Dataset rows showing where objects appear:
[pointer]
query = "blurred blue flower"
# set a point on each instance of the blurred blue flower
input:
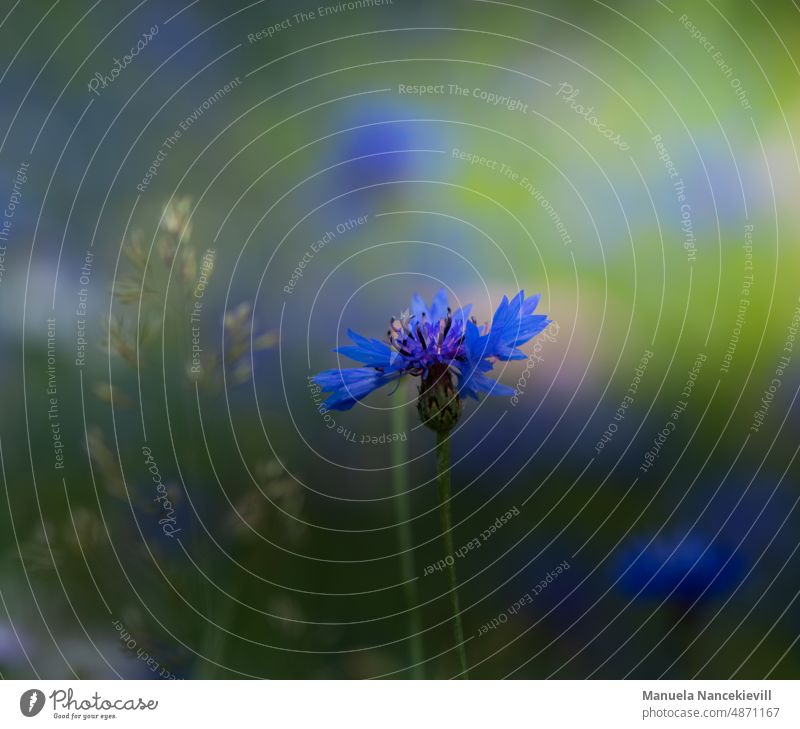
(686, 568)
(432, 343)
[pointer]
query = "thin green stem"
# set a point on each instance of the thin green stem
(399, 456)
(443, 472)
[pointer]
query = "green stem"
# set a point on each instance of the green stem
(399, 456)
(443, 471)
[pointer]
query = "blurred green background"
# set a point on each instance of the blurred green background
(633, 162)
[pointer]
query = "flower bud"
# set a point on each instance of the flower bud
(439, 405)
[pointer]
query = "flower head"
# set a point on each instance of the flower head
(439, 346)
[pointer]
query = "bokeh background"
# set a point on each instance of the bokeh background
(175, 502)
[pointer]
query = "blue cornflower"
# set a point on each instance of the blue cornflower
(684, 568)
(436, 344)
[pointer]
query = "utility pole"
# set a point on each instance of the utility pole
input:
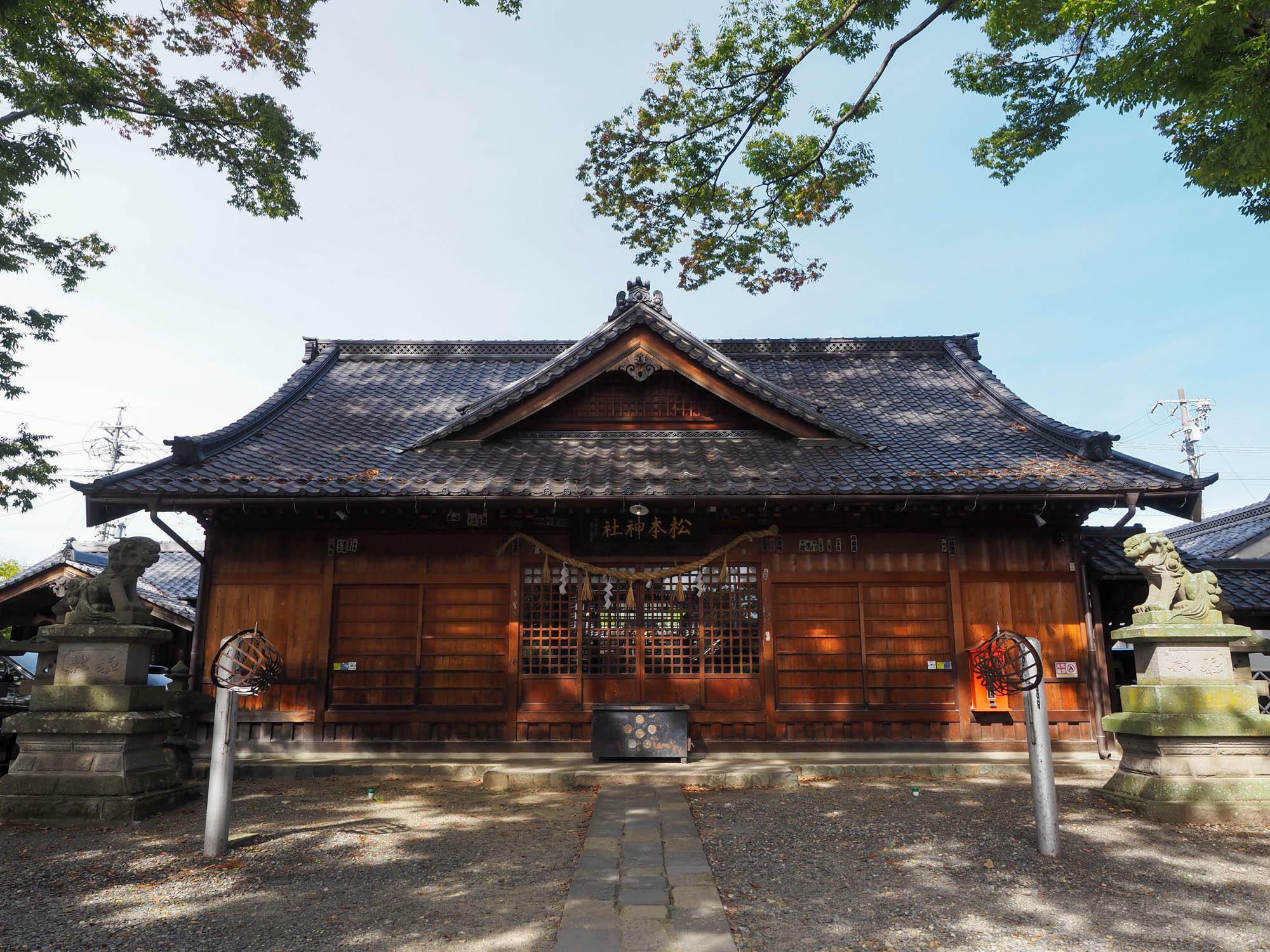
(1193, 416)
(119, 442)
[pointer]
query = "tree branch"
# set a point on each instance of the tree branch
(10, 119)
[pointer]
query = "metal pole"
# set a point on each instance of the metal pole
(1041, 762)
(220, 777)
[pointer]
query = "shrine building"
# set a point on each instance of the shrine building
(801, 539)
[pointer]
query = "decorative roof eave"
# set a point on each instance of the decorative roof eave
(195, 450)
(1088, 445)
(639, 309)
(1257, 511)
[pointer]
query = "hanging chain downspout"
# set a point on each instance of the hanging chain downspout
(1098, 659)
(196, 639)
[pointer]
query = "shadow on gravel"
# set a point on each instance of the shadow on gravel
(434, 865)
(866, 864)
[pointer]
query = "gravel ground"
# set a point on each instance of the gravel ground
(866, 865)
(432, 866)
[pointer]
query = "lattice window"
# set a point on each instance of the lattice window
(730, 620)
(608, 631)
(666, 399)
(672, 629)
(549, 624)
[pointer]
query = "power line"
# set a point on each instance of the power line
(1193, 416)
(116, 446)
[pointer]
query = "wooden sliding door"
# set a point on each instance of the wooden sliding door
(693, 640)
(418, 647)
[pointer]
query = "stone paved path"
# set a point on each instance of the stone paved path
(643, 883)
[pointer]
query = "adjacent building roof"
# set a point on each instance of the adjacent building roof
(1245, 582)
(900, 417)
(171, 585)
(1226, 534)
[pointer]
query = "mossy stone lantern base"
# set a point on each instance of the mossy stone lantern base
(92, 747)
(1196, 747)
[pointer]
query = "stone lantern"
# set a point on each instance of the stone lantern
(1197, 748)
(92, 747)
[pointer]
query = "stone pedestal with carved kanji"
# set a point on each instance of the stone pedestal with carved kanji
(1196, 747)
(92, 747)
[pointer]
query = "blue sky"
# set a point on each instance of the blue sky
(445, 205)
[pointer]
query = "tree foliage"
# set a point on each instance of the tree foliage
(718, 166)
(70, 63)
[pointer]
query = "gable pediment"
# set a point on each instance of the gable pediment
(643, 346)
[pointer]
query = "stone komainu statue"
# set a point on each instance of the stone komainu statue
(1184, 595)
(111, 596)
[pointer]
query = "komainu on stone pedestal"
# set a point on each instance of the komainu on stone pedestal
(1197, 748)
(92, 747)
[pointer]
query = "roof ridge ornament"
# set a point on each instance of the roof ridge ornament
(639, 293)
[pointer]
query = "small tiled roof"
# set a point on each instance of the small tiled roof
(371, 420)
(1108, 560)
(1245, 582)
(172, 583)
(1221, 535)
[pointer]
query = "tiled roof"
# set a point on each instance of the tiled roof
(938, 421)
(1222, 534)
(1109, 562)
(1245, 582)
(652, 318)
(172, 583)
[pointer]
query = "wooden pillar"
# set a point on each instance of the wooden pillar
(324, 637)
(514, 643)
(962, 675)
(769, 644)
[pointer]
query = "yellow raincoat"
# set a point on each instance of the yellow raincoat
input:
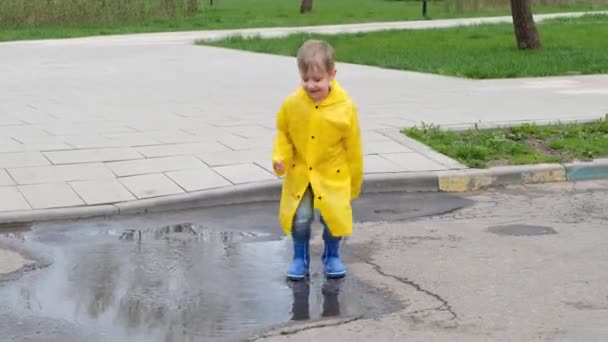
(320, 145)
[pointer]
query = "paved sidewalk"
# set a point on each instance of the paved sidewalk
(96, 121)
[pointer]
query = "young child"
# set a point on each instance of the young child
(317, 148)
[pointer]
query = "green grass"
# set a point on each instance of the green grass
(571, 46)
(37, 19)
(526, 144)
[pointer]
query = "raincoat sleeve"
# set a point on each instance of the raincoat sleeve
(282, 146)
(354, 153)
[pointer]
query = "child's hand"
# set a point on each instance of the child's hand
(279, 167)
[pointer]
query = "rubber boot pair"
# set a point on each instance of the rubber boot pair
(299, 268)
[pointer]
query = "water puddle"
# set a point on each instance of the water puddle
(176, 282)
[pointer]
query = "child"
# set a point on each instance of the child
(317, 148)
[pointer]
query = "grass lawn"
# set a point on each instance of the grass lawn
(17, 21)
(571, 46)
(527, 144)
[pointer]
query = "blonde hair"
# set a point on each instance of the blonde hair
(316, 54)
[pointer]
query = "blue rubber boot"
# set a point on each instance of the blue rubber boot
(298, 270)
(334, 268)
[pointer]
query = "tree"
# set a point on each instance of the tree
(192, 7)
(305, 6)
(523, 23)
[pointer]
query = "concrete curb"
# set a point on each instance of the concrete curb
(475, 179)
(435, 181)
(597, 169)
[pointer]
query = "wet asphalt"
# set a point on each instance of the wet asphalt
(213, 274)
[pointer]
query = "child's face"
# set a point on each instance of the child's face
(316, 82)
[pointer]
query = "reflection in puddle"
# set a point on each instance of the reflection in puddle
(301, 294)
(175, 283)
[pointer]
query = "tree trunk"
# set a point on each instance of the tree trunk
(170, 7)
(523, 23)
(305, 6)
(192, 7)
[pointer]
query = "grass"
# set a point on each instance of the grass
(39, 19)
(526, 144)
(571, 46)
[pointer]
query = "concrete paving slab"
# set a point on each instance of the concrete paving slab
(22, 159)
(32, 147)
(198, 179)
(92, 155)
(155, 165)
(50, 195)
(60, 173)
(376, 164)
(182, 149)
(147, 186)
(244, 173)
(12, 200)
(5, 179)
(386, 146)
(101, 191)
(235, 157)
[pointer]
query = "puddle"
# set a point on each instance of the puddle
(177, 282)
(521, 230)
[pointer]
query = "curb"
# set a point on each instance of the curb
(435, 181)
(477, 179)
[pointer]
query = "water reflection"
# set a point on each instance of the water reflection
(175, 283)
(330, 289)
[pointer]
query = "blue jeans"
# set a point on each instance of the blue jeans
(303, 218)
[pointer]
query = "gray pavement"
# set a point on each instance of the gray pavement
(524, 263)
(106, 120)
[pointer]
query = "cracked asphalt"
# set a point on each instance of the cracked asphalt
(542, 277)
(520, 263)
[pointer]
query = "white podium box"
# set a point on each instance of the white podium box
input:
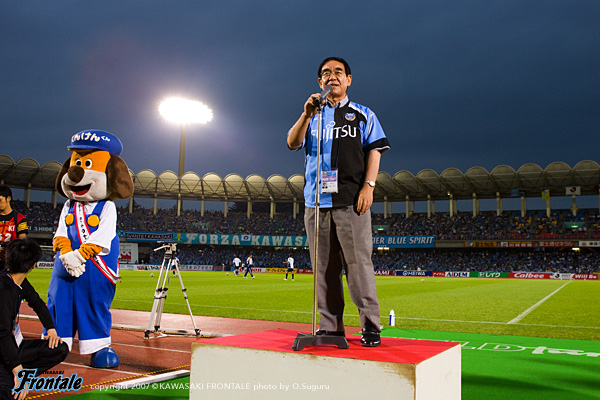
(262, 365)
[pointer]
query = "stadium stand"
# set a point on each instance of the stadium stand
(450, 229)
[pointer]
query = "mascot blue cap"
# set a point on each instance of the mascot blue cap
(93, 139)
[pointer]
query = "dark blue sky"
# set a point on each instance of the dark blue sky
(454, 83)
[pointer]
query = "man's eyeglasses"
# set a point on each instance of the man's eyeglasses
(327, 73)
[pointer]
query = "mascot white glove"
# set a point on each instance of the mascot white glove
(74, 263)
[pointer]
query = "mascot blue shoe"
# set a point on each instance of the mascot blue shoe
(105, 358)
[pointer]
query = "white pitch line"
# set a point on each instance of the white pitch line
(536, 305)
(150, 348)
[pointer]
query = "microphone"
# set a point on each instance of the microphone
(326, 90)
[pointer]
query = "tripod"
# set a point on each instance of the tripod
(162, 286)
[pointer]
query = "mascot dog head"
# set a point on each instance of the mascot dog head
(94, 171)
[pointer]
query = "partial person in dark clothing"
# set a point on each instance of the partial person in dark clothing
(15, 353)
(13, 225)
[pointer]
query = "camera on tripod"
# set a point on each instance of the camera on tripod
(170, 248)
(170, 263)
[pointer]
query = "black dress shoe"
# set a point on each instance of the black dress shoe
(321, 332)
(370, 338)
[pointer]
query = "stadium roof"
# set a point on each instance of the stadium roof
(529, 179)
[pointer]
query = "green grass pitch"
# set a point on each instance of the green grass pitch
(470, 305)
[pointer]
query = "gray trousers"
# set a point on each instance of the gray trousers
(345, 241)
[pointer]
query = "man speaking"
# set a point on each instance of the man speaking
(352, 144)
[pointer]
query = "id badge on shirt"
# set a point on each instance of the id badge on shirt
(329, 181)
(17, 334)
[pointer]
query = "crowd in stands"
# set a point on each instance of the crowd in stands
(561, 225)
(262, 257)
(486, 225)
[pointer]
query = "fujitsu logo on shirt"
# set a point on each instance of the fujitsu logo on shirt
(337, 132)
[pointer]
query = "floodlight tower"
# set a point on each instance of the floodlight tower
(184, 112)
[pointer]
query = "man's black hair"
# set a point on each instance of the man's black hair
(5, 191)
(21, 255)
(338, 59)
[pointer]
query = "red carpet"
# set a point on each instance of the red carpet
(391, 350)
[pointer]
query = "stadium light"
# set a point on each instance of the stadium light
(183, 112)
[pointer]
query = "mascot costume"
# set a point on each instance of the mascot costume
(86, 268)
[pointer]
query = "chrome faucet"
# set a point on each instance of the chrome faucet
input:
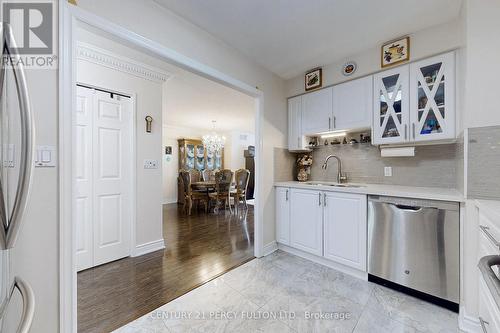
(340, 176)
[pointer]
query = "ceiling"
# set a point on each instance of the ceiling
(193, 101)
(190, 101)
(288, 37)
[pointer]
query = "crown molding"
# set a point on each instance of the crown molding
(108, 59)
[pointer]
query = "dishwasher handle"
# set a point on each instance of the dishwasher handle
(410, 208)
(414, 205)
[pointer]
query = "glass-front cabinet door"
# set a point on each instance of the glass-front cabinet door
(391, 116)
(432, 107)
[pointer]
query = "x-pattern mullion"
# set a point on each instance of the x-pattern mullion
(431, 100)
(390, 105)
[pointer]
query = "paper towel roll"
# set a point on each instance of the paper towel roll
(397, 152)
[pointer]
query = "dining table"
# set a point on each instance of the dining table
(203, 185)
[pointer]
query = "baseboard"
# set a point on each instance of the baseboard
(325, 262)
(468, 323)
(148, 248)
(269, 248)
(169, 201)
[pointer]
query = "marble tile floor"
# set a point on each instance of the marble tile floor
(285, 293)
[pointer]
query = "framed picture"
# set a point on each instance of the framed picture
(395, 52)
(313, 79)
(349, 68)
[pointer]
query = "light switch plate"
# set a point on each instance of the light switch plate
(150, 164)
(45, 156)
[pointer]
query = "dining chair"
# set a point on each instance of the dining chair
(223, 180)
(191, 196)
(208, 175)
(241, 178)
(194, 175)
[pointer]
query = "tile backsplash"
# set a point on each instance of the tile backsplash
(432, 166)
(483, 164)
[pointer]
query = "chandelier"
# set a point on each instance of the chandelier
(213, 142)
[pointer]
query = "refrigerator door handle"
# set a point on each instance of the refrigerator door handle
(28, 297)
(4, 218)
(27, 140)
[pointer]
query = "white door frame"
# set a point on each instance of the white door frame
(133, 165)
(69, 18)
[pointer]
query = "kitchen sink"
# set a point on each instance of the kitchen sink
(333, 184)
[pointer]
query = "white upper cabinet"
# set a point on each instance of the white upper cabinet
(416, 102)
(432, 99)
(296, 141)
(317, 111)
(391, 106)
(352, 104)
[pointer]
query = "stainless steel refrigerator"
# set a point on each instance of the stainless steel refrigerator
(17, 301)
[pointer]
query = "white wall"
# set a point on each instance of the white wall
(482, 64)
(423, 44)
(239, 143)
(172, 31)
(148, 145)
(480, 72)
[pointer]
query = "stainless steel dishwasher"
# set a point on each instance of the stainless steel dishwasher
(414, 244)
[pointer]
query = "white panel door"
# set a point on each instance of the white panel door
(112, 154)
(317, 110)
(306, 221)
(345, 227)
(83, 195)
(283, 215)
(353, 104)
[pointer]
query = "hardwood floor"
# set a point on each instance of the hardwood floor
(199, 248)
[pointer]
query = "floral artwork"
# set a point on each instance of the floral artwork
(396, 52)
(304, 162)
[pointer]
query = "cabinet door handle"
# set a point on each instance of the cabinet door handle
(483, 324)
(486, 231)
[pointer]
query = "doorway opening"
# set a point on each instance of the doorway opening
(167, 248)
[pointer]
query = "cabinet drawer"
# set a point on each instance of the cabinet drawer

WHAT YOU WILL DO
Reproduce the records word for word from their beginning through the line containing "(1257, 511)", including that line. Leave the pictures out.

CORRECT OUTPUT
[pointer]
query = "blurred blue flower"
# set a point on each instance of the blurred blue flower
input:
(686, 568)
(432, 343)
[pointer]
query = "thin green stem"
# set a point on each instance of the thin green stem
(399, 456)
(443, 472)
[pointer]
query = "green stem"
# set a point on each instance of the green stem
(399, 456)
(443, 471)
[pointer]
query = "blurred green background"
# set a point on each instance of the blurred green background
(633, 162)
[pointer]
query = "flower bud"
# set a point on each instance of the flower bud
(439, 405)
[pointer]
query = "flower head"
# set a point on each instance of the flower head
(439, 346)
[pointer]
query = "bokeh background"
# set a point on each instance of the bokeh background
(175, 502)
[pointer]
query = "blue cornflower"
# set a point on each instance of the blue cornflower
(684, 568)
(436, 344)
[pointer]
query = "utility pole"
# set a point on each instance of the utility pole
input:
(1193, 416)
(119, 442)
[pointer]
query = "tree branch"
# set a point on each instance of the tree branch
(10, 119)
[pointer]
query = "metal pole"
# set a point on each instance of the metal pole
(1041, 762)
(220, 777)
[pointer]
query = "shrine building"
# set a point on each instance of the shrine building
(801, 539)
[pointer]
query = "decorative roof eave"
# set a point on each instance of the decorative roof eave
(195, 450)
(1088, 445)
(639, 309)
(1257, 511)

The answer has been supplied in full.